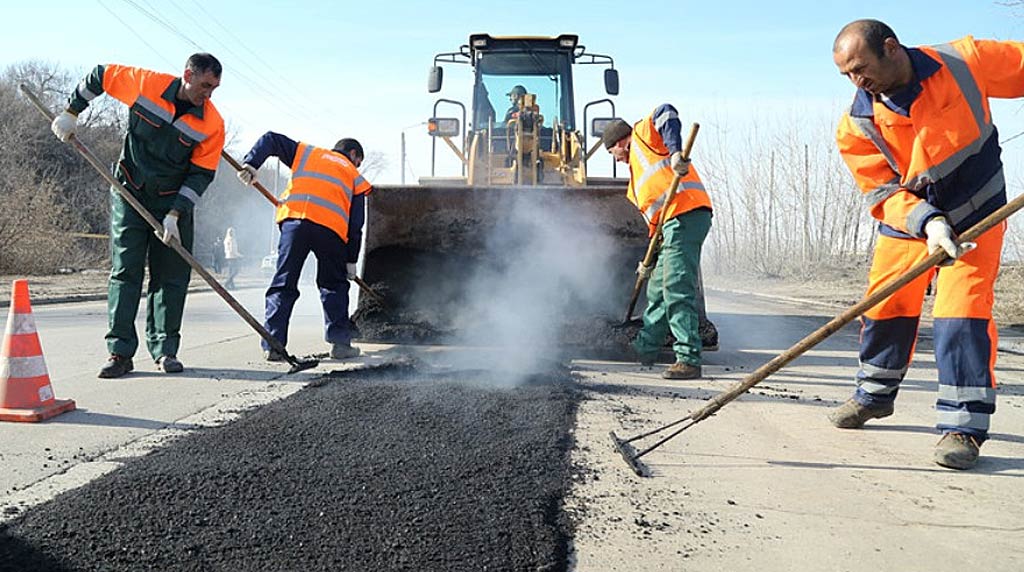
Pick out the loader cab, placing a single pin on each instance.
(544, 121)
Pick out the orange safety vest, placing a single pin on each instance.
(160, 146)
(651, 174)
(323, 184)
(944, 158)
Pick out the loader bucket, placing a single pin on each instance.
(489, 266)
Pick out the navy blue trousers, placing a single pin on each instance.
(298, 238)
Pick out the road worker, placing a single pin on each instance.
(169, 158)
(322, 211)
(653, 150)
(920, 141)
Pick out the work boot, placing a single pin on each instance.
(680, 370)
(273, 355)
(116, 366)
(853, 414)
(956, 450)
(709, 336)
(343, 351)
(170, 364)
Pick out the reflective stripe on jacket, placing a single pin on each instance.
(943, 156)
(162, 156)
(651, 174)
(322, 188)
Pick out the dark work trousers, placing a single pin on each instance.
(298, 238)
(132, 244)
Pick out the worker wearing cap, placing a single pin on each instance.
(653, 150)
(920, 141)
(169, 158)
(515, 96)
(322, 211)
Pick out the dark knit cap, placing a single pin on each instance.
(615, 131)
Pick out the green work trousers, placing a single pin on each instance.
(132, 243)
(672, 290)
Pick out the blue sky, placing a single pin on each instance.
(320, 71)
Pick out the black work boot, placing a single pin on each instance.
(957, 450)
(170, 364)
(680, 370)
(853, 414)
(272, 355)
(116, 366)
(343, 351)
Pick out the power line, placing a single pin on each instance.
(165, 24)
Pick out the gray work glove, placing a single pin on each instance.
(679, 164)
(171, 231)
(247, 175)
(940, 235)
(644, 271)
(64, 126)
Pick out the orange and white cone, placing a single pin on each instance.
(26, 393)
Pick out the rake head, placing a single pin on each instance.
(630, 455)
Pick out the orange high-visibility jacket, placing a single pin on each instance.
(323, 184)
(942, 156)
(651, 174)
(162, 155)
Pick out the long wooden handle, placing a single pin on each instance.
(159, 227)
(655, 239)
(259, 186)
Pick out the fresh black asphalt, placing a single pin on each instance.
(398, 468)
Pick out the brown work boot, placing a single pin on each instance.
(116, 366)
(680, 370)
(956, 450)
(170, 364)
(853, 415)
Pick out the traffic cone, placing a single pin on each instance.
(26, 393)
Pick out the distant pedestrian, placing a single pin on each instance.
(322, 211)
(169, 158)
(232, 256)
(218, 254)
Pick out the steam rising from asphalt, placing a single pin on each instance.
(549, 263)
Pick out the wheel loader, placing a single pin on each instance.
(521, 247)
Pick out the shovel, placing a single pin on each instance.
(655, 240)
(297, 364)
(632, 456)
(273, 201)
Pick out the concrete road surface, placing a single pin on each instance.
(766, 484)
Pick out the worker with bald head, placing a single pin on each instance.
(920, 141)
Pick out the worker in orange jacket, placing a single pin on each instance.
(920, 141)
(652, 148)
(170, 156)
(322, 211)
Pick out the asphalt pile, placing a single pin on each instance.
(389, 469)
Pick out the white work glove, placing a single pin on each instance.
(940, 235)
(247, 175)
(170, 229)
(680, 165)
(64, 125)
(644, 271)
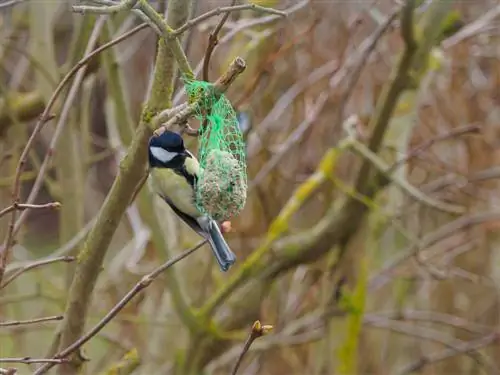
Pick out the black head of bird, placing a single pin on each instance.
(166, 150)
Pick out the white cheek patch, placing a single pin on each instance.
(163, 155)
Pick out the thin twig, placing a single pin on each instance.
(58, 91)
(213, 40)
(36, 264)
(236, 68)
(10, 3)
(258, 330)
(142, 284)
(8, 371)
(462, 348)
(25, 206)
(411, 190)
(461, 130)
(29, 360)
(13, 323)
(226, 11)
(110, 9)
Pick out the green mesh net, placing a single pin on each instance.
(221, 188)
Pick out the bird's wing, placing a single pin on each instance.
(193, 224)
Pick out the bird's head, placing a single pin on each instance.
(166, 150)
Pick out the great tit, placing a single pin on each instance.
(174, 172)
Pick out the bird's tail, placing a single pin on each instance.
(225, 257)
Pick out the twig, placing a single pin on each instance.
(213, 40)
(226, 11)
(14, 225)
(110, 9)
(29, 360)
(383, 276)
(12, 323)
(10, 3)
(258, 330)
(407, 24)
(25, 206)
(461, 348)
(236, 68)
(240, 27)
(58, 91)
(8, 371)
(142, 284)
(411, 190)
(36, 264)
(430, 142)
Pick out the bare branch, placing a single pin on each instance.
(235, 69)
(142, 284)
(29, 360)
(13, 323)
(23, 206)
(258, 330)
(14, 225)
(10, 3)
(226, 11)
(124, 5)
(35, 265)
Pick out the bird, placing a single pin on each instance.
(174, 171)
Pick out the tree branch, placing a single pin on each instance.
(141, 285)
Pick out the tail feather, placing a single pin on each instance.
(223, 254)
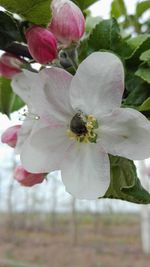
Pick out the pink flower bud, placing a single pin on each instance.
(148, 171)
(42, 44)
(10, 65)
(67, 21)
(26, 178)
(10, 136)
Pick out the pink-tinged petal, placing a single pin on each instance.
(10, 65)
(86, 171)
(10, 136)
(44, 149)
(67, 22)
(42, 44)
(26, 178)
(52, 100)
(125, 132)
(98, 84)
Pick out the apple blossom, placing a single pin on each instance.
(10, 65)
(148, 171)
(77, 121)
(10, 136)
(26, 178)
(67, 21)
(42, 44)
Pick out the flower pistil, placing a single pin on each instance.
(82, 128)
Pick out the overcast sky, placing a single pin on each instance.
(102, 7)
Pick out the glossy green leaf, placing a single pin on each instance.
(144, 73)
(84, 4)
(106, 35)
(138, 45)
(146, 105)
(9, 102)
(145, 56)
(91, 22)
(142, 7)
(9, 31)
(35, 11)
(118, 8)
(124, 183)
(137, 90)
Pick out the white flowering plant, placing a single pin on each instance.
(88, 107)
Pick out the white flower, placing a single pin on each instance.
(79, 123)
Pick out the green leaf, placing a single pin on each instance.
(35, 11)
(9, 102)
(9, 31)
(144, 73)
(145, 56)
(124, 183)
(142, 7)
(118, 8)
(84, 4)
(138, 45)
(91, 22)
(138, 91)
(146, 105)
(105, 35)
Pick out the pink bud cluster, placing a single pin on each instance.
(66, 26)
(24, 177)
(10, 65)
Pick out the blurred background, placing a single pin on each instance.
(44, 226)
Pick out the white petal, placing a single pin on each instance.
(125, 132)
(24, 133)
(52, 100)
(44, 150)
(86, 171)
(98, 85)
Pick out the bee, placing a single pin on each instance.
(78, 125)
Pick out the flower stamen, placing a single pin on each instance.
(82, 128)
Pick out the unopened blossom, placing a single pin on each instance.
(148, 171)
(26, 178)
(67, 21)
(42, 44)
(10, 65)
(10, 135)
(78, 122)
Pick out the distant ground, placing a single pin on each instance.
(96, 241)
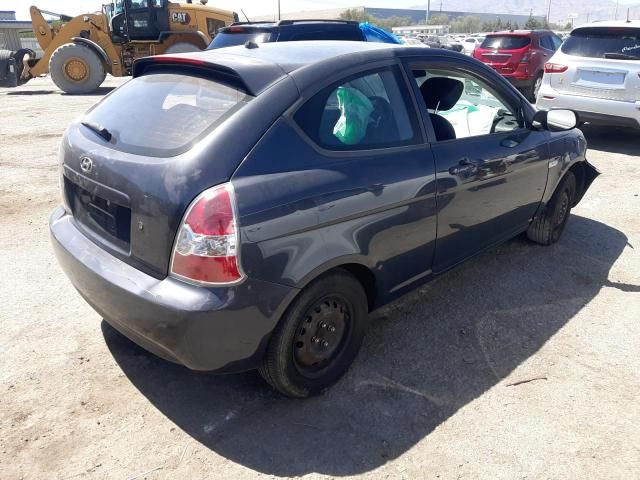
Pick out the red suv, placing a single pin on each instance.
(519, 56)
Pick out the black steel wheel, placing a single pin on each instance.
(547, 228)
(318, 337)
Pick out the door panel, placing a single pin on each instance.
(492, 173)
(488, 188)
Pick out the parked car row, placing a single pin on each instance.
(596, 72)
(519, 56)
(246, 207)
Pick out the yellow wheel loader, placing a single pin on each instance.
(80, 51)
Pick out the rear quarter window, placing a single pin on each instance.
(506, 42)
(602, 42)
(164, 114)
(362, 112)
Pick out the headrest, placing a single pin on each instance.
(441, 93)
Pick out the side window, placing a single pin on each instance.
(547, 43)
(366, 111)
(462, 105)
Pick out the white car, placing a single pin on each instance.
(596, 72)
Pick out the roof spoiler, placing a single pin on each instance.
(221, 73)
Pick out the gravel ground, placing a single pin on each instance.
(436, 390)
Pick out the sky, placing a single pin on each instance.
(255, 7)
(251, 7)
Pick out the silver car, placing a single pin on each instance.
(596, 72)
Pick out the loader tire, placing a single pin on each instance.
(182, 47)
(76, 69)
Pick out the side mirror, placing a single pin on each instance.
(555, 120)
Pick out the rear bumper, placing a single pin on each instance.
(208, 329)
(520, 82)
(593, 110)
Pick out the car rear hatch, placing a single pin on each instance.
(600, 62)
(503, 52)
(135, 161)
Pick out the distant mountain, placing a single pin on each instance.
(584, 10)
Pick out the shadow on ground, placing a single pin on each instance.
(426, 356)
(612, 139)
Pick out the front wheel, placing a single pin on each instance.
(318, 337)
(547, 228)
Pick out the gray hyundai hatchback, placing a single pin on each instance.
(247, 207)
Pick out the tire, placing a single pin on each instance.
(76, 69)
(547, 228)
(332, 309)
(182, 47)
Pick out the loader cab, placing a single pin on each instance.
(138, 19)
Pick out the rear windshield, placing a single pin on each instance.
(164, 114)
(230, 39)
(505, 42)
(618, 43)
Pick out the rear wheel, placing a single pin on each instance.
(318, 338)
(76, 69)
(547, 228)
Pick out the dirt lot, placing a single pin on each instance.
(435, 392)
* * *
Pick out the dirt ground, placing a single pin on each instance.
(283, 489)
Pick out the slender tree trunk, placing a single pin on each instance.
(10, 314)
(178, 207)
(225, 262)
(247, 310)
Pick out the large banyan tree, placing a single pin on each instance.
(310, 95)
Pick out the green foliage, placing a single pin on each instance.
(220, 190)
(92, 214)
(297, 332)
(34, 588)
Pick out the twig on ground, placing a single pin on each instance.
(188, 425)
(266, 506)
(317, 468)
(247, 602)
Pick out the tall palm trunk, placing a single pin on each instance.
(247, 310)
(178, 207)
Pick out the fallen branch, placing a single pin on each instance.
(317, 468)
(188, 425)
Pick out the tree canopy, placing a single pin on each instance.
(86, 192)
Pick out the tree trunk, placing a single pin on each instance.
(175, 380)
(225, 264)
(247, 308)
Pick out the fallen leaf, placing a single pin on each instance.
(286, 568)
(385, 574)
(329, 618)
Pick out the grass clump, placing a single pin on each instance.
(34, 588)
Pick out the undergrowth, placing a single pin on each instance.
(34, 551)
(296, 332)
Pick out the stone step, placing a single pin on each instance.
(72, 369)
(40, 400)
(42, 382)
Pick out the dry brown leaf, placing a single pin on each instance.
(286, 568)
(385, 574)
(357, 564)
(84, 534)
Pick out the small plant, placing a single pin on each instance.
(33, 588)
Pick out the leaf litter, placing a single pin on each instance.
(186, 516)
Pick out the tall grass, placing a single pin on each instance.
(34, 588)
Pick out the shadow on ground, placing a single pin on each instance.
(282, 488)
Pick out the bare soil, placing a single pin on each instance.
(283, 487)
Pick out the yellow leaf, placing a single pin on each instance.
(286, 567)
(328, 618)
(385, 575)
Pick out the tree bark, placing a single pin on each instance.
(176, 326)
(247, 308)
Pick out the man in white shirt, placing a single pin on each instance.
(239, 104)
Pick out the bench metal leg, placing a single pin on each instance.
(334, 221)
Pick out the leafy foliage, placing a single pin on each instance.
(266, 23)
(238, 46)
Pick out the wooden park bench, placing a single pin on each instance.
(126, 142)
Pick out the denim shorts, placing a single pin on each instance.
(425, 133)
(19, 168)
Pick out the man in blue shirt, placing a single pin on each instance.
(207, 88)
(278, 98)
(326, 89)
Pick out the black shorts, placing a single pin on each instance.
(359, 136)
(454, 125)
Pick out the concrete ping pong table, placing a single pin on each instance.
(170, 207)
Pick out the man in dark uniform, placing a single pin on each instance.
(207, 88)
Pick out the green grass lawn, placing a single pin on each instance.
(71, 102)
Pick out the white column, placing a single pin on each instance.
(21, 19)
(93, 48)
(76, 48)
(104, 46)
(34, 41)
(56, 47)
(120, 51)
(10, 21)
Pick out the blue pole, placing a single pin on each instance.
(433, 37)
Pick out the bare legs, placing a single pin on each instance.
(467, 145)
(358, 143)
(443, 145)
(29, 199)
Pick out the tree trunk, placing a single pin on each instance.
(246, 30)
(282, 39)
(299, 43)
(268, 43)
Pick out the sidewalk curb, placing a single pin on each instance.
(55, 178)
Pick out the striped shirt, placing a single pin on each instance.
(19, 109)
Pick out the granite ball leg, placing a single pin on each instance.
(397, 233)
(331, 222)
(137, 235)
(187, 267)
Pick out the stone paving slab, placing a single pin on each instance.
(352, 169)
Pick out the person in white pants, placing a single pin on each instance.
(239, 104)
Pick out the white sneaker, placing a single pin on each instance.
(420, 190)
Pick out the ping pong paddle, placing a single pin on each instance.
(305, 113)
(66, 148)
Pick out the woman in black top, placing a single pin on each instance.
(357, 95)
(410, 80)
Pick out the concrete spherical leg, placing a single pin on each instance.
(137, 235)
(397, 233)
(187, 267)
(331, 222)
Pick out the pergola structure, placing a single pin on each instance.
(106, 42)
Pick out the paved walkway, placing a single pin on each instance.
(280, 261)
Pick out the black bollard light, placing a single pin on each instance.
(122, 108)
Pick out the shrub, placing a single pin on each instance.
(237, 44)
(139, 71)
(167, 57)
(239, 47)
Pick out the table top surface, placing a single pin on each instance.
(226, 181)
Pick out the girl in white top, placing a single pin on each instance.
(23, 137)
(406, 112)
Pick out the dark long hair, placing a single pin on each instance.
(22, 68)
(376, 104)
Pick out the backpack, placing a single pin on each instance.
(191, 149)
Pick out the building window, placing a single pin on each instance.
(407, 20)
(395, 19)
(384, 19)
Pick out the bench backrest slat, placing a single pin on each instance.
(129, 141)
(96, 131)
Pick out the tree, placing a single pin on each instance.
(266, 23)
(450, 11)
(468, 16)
...
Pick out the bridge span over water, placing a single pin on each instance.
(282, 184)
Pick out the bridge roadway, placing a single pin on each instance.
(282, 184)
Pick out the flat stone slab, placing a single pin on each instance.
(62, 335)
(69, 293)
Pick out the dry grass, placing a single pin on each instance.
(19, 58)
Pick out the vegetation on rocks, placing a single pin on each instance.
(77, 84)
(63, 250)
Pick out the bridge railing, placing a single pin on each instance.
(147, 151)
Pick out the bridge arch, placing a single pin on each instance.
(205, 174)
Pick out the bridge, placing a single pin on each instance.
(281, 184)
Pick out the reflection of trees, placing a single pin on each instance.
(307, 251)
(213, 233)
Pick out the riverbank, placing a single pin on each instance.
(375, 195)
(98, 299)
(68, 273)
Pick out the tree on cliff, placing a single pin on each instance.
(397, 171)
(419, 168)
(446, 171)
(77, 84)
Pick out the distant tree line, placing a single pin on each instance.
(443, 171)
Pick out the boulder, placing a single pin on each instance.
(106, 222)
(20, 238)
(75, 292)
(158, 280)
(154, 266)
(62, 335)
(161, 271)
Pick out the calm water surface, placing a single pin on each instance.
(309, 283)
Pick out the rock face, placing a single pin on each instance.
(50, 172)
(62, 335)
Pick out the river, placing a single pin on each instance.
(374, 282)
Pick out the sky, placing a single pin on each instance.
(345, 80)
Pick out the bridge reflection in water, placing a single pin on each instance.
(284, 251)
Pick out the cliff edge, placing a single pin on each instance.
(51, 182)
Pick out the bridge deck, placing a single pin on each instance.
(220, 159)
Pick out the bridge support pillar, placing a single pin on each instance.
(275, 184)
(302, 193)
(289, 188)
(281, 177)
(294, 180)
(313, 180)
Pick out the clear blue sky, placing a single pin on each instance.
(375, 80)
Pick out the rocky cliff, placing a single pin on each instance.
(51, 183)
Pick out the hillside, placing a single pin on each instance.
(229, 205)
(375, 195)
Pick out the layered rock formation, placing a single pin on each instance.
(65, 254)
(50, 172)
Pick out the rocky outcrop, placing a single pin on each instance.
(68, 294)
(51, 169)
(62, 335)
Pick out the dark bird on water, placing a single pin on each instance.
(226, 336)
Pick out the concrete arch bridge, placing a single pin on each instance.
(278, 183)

Written task: Please return every line of the records above that contains the word "orange", copying each one in full. Case counts, so match only that exact form.

Exercise solution:
Pick out the orange safety vest, placing a single pin on each instance.
Pick out the orange and white cone, placing a single pin on each instance.
Pick out the orange high-visibility jacket, placing a single pin on each instance.
Pick out the worker in orange jacket, placing a single pin on each instance.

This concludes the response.